- [Data supplied]:
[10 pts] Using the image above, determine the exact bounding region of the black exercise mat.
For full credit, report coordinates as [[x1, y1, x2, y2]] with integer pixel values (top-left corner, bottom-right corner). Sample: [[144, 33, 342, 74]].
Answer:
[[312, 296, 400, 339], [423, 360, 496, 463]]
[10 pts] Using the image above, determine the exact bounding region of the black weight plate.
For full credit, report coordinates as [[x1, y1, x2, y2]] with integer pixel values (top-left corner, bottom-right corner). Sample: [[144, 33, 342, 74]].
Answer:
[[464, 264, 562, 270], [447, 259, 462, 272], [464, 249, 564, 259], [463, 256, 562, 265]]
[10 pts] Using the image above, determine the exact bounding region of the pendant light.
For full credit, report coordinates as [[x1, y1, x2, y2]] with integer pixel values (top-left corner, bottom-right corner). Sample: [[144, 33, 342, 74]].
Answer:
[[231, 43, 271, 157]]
--
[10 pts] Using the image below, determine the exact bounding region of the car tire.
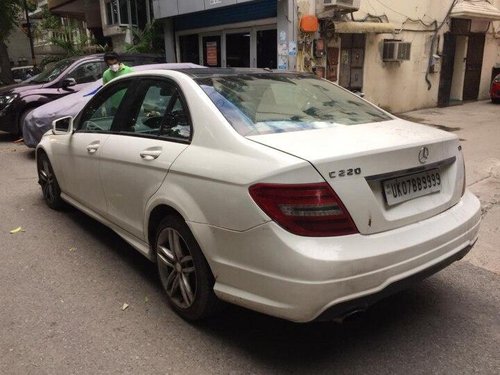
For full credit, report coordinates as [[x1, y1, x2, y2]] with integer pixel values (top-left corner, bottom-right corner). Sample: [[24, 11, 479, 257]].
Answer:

- [Written task]:
Convert the material from the line with "black exercise mat." to the line with "[[312, 296, 400, 339], [423, 360, 496, 463]]", both included, into a two-column CSV headed text and answer. Give each quoted field its wording with line breaks turned into spaces.

- [Exercise result]:
text,answer
"[10 pts] Using the image above, determine the exact bounding region of the black exercise mat. For full credit, report coordinates as [[x1, y1, x2, y2]] with integer pixel values (top-left corner, bottom-right corner). Sample: [[144, 33, 342, 74]]. Answer:","[[312, 296, 400, 339], [423, 360, 496, 463]]"